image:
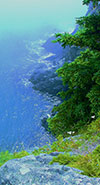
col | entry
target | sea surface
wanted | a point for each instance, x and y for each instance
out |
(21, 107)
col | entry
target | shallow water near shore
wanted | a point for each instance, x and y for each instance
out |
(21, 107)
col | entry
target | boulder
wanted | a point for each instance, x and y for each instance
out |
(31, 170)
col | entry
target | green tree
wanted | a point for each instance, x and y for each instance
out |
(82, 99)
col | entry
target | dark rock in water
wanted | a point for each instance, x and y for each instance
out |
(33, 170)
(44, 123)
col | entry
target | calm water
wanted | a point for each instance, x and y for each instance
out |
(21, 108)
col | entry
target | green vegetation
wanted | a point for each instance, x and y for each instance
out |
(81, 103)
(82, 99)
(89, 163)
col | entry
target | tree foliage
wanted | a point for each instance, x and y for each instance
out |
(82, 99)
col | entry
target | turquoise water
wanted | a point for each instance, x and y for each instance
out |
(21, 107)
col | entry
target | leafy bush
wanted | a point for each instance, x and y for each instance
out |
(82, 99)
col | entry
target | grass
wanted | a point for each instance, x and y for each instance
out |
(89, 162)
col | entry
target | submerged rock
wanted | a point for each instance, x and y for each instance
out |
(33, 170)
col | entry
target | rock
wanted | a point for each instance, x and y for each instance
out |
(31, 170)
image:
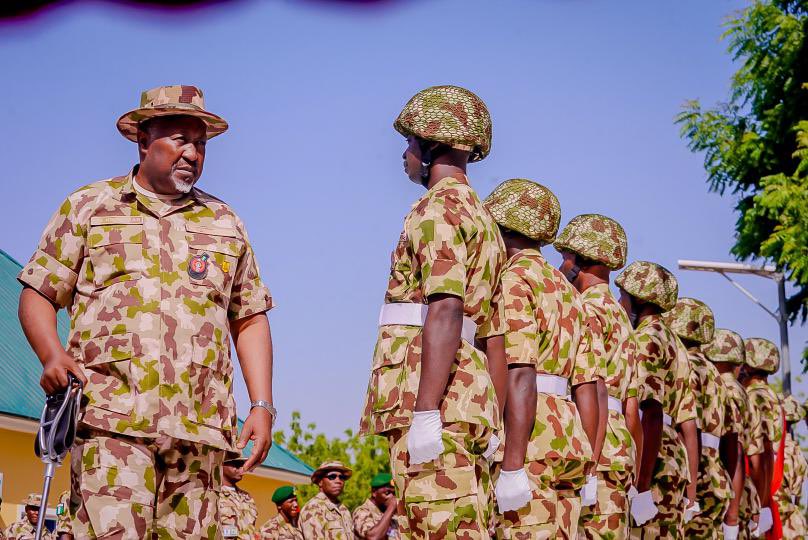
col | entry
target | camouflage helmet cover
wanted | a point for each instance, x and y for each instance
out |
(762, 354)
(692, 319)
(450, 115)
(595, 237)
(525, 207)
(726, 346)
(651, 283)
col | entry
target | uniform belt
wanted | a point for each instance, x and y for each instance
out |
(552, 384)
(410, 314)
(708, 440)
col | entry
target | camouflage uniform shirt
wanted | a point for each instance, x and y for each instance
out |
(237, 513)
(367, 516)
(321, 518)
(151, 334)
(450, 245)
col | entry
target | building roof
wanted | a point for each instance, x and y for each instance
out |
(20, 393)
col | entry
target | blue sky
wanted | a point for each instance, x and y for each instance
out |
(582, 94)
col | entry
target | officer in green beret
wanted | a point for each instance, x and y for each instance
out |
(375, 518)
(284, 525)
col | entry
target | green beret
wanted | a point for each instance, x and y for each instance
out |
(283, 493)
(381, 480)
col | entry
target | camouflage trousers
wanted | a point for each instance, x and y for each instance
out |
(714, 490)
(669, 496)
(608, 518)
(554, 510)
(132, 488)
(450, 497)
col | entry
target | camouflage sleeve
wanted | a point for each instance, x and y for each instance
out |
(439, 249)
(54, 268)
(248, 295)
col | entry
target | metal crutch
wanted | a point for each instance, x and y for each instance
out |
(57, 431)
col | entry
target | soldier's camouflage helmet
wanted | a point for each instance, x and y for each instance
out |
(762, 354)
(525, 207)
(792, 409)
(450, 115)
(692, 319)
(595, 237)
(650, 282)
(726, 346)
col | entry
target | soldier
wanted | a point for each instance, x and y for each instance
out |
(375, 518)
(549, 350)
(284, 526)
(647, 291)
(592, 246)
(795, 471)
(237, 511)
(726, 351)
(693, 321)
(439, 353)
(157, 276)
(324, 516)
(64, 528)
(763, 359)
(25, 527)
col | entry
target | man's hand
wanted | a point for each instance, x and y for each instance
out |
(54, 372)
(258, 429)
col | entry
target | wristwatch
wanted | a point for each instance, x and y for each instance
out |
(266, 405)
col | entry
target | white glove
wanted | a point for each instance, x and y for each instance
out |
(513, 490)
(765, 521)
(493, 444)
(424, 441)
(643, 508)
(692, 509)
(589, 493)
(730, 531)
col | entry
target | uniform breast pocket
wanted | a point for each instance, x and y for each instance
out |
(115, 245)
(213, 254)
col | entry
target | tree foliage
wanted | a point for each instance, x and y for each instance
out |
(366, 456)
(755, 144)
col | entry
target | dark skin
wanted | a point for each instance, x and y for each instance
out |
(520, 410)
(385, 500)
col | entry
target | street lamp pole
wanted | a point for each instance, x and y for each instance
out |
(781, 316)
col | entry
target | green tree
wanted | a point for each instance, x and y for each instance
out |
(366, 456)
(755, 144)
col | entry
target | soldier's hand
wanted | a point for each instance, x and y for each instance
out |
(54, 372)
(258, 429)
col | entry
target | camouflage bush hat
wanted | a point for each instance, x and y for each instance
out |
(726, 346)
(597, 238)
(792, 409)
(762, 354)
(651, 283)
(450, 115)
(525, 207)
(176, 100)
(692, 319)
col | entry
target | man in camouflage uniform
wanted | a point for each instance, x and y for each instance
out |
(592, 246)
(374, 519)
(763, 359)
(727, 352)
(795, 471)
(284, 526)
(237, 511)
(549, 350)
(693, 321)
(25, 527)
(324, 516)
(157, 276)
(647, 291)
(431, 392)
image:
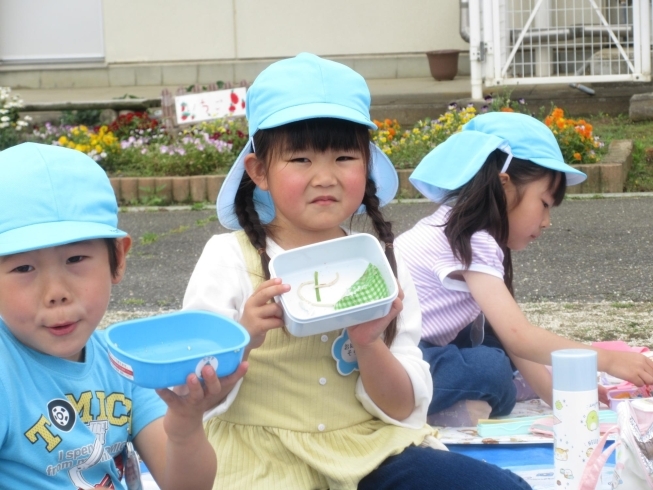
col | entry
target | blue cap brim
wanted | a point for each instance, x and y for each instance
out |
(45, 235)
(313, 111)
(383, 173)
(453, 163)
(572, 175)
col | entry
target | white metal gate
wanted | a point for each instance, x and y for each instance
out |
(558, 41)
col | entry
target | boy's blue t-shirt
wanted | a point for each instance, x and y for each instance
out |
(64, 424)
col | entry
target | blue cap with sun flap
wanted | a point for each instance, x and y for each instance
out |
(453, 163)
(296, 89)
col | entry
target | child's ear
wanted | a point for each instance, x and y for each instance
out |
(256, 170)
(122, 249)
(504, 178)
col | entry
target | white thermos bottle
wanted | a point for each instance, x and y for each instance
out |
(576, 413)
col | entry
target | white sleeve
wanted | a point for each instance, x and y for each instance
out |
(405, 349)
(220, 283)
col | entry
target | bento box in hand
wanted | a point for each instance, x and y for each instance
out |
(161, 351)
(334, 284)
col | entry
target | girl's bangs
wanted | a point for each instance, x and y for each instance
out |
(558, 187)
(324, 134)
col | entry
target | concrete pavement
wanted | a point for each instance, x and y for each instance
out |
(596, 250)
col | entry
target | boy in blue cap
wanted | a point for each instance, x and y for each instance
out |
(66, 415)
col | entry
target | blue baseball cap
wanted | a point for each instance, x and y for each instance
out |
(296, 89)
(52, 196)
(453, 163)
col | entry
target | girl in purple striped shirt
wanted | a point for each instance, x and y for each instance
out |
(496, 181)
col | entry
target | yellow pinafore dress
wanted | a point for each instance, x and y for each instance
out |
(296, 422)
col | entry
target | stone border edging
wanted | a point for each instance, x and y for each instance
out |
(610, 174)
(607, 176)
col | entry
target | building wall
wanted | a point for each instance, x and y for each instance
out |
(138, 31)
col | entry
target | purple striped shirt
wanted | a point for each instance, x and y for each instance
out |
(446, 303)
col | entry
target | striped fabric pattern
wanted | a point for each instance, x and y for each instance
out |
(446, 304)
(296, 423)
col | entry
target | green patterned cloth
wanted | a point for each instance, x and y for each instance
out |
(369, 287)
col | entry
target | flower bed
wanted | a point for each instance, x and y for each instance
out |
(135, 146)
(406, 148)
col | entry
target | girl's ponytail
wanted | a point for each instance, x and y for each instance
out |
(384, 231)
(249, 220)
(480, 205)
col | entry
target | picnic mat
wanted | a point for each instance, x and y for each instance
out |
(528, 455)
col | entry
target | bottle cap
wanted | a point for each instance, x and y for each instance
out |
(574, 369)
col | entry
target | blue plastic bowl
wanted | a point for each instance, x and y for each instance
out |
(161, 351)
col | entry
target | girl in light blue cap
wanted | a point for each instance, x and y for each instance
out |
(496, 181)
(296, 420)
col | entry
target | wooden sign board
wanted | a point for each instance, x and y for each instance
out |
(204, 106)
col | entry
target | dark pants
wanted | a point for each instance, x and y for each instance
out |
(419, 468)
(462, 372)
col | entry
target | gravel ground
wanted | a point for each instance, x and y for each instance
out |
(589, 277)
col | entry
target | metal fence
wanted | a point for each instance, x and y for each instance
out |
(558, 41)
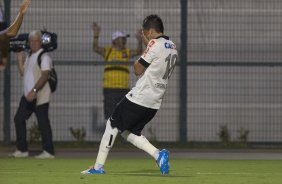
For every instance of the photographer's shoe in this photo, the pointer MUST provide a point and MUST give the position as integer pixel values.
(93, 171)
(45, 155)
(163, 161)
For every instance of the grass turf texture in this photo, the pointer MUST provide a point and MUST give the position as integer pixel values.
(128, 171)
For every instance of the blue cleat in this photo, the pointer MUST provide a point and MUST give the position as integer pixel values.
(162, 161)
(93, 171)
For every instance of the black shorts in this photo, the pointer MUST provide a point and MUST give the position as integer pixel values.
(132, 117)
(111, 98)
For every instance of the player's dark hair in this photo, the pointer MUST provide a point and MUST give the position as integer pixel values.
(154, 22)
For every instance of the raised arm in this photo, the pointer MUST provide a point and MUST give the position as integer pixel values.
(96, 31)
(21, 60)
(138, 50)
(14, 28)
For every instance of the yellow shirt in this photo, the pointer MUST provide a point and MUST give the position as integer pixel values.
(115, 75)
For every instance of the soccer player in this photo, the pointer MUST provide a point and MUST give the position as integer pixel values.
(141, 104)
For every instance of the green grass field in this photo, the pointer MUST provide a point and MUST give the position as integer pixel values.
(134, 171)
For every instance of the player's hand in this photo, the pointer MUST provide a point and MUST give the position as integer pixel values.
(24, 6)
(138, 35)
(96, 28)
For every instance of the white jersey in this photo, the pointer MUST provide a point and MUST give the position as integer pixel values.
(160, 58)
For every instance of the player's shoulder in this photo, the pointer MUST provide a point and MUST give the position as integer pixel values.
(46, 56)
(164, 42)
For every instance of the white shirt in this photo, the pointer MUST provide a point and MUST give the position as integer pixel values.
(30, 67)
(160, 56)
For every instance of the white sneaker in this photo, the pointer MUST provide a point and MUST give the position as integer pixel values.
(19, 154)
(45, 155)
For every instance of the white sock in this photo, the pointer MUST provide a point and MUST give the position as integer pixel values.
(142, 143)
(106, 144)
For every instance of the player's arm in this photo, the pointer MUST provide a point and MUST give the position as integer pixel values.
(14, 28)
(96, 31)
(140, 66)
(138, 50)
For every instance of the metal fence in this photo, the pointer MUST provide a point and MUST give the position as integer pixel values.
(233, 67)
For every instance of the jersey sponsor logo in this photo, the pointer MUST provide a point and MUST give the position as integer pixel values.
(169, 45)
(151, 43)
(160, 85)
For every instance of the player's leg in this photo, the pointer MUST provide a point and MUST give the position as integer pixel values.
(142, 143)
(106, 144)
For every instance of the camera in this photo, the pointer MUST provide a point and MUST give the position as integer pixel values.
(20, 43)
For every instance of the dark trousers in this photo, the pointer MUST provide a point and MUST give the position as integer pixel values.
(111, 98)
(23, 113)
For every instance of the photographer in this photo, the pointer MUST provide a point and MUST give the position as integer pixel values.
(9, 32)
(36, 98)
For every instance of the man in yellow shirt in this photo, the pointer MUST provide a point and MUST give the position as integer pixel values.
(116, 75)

----

— Exercise aim —
Please present the lines from the one containing "For every instance of the photographer in" through the end of the entries as a Markdown table, with columns headed Row and Line text, and skip any blank lines.

— Exercise output —
| Row | Line text |
|---|---|
| 1 | For every instance of the photographer in this photo, the pointer MUST provide a point and MUST give the position as integer pixel values. |
| 2 | (9, 32) |
| 3 | (36, 98) |
| 4 | For every instance of the man in yellow shirt in this photo, the pointer MUST provide a point and MUST give the position as integer pixel values. |
| 5 | (116, 75) |